- Extrait du texte
* * *
Compendium du Syrianus Magister
Le compendium de Syrianus (Συριανός) Magister (μάγιστρος)[1], connu aussi sous le nom d'anonyme byzantin, est un manuel militaire de l’Empire romain d’orient, mieux connu sous le nom d’Empire byzantin, rédigé en grec et datant vraisemblablement du IXe siècle.
Ce manuel est divisé en trois traités distincts : De re strategica (Περὶ στρατηγικῆς), Rhetorica militaris et Naumachia (Ναυμαχίαι). Ces trois traités portaient sur différents éléments d’une campagne militaire, les tactiques et stratégies qui peuvent être adoptées, que soit sur terre ou sur mer en passant par les discours pour motiver les troupes. Malheureusement, une grande partie de l’œuvre a été perdue si bien qu’il est difficile d’en identifier l’auteur, de même que la date de rédaction[2].
Syrianos Magistros
modifierDurant le IXe siècle, l’Empire est entouré d’adversaires : dans les Balkans, le Royaume bulgare qui a infligé à Byzance une défaite importante à Pliska en 811 au cours de laquelle l’empereur Nicéphore I est tué ; dans l’est, l’Empire affronte les puissances islamiques[3]. Cela a amené les Byzantins à redévelopper et inventer de nouvelles approches pour faire la guerre. Syrianus était un théoricien militaire d’un certain renom et Constantin VII avait donc recommandé le compendium à son fils Romain II, comme texte théorique durant l’expédition militaire que ce dernier a menée en Asie Mineure dans la première moitié du Xe siècle[1].
* * *
Entrées pour l'étiquetage des cadres de délimitation

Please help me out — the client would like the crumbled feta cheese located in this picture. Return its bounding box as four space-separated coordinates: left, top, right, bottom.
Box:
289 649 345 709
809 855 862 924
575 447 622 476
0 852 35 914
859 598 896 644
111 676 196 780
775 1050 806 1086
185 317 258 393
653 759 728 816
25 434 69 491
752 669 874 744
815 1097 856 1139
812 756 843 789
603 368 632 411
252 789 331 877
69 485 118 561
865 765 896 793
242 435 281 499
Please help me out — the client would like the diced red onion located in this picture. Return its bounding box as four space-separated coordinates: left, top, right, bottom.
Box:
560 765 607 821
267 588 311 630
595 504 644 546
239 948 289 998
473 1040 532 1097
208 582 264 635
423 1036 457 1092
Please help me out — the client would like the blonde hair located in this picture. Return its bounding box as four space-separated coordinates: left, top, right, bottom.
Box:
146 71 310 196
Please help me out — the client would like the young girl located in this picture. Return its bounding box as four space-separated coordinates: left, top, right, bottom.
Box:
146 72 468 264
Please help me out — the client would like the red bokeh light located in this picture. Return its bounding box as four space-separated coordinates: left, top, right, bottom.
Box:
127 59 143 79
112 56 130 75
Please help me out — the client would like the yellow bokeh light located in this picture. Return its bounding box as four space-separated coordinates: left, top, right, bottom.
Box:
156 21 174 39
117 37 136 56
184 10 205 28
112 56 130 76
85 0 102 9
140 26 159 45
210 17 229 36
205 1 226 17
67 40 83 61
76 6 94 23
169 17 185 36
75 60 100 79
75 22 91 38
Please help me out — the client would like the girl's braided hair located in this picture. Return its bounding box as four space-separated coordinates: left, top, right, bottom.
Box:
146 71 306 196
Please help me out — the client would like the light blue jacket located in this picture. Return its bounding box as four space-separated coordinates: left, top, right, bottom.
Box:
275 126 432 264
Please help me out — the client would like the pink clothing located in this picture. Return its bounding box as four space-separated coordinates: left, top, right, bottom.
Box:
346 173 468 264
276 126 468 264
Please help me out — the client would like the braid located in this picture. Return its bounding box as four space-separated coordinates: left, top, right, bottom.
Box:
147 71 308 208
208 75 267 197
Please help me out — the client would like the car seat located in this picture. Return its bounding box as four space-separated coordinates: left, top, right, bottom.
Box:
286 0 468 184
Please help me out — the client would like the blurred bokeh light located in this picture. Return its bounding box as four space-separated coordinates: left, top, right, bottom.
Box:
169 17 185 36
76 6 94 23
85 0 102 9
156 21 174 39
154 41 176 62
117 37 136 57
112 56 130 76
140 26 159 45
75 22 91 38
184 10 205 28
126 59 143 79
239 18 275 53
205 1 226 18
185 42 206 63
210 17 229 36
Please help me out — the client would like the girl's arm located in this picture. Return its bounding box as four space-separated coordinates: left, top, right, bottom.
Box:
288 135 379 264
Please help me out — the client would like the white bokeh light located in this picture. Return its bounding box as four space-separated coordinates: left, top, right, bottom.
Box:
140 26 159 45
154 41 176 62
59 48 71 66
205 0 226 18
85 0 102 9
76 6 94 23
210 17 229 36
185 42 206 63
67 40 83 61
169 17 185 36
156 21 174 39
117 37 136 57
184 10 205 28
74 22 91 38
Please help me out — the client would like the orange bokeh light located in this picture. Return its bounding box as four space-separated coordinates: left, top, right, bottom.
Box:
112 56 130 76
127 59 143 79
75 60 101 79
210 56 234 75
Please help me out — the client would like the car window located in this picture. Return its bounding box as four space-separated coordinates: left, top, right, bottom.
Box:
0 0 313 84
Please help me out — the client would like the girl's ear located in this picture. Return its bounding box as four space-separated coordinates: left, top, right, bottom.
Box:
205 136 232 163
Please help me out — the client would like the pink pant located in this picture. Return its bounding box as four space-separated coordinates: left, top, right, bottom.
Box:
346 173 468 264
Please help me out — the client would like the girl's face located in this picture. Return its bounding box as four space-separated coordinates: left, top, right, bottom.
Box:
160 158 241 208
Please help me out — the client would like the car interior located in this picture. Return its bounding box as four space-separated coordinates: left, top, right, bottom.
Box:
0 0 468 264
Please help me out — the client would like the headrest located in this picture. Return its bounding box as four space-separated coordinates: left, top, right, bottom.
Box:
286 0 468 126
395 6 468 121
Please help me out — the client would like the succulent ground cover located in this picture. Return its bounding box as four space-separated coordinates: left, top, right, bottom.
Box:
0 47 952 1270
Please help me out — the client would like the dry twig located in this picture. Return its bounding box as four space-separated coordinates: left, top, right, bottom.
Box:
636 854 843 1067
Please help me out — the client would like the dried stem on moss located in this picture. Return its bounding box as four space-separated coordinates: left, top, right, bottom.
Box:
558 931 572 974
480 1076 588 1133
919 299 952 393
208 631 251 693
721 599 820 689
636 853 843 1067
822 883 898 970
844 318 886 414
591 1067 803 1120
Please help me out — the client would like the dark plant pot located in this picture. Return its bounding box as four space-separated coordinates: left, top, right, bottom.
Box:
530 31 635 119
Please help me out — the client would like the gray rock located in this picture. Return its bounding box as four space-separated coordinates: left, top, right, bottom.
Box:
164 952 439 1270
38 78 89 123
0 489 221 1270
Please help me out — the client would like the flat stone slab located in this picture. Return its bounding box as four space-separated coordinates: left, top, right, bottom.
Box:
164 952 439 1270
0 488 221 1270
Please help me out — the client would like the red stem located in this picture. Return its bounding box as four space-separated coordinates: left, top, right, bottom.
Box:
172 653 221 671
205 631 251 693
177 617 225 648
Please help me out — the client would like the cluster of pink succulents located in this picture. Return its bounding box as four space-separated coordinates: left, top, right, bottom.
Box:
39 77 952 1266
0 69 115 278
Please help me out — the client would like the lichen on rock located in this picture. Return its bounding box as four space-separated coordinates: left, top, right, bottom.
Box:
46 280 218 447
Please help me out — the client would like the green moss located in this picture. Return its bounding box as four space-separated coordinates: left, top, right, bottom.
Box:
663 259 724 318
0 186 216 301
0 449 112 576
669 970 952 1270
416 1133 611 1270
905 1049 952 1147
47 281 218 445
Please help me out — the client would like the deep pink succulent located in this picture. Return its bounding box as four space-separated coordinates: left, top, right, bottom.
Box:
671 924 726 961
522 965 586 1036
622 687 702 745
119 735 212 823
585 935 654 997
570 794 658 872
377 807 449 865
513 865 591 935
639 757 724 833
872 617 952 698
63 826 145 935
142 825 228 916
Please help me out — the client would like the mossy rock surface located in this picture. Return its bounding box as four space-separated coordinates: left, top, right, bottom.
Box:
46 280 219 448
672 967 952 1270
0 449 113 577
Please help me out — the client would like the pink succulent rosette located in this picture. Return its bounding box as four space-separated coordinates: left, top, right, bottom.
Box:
* * *
- Consignes de travail
1 - Indiquez si chacune des affirmations suivantes est conforme au texte sur le compendium de Syrianus Magister, en répondant par oui ou par non et en citant textuellement les mots qui permettent de trancher : (a) le manuel se compose de trois traités distincts ; (b) l'empereur Nicéphore I a survécu à la défaite de Pliska ; (c) Constantin VII a recommandé le compendium à son fils Romain II.
2 - Dans les enregistrements, en commençant à la ligne qui contient « Please help me out — the client would like the yellow » et en terminant à la ligne qui contient « 208 75 267 197 », substituez « the customer » à « the client ». Reproduisez uniquement ces lignes, sans aucune autre modification.

- Réponses aux consignes
1 -
(a) Oui : « Ce manuel est divisé en trois traités distincts ».
(b) Non : « au cours de laquelle l’empereur Nicéphore I est tué ».
(c) Oui : « Constantin VII avait donc recommandé le compendium à son fils Romain II ».

2 -
Please help me out — the customer would like the yellow bokeh light located in this picture. Return its bounding box as four space-separated coordinates: left, top, right, bottom.
Box:
156 21 174 39
117 37 136 56
184 10 205 28
112 56 130 76
85 0 102 9
140 26 159 45
210 17 229 36
205 1 226 17
67 40 83 61
76 6 94 23
169 17 185 36
75 60 100 79
75 22 91 38
Please help me out — the customer would like the girl's braided hair located in this picture. Return its bounding box as four space-separated coordinates: left, top, right, bottom.
Box:
146 71 306 196
Please help me out — the customer would like the light blue jacket located in this picture. Return its bounding box as four space-separated coordinates: left, top, right, bottom.
Box:
275 126 432 264
Please help me out — the customer would like the pink clothing located in this picture. Return its bounding box as four space-separated coordinates: left, top, right, bottom.
Box:
346 173 468 264
276 126 468 264
Please help me out — the customer would like the braid located in this picture. Return its bounding box as four space-separated coordinates: left, top, right, bottom.
Box:
147 71 308 208
208 75 267 197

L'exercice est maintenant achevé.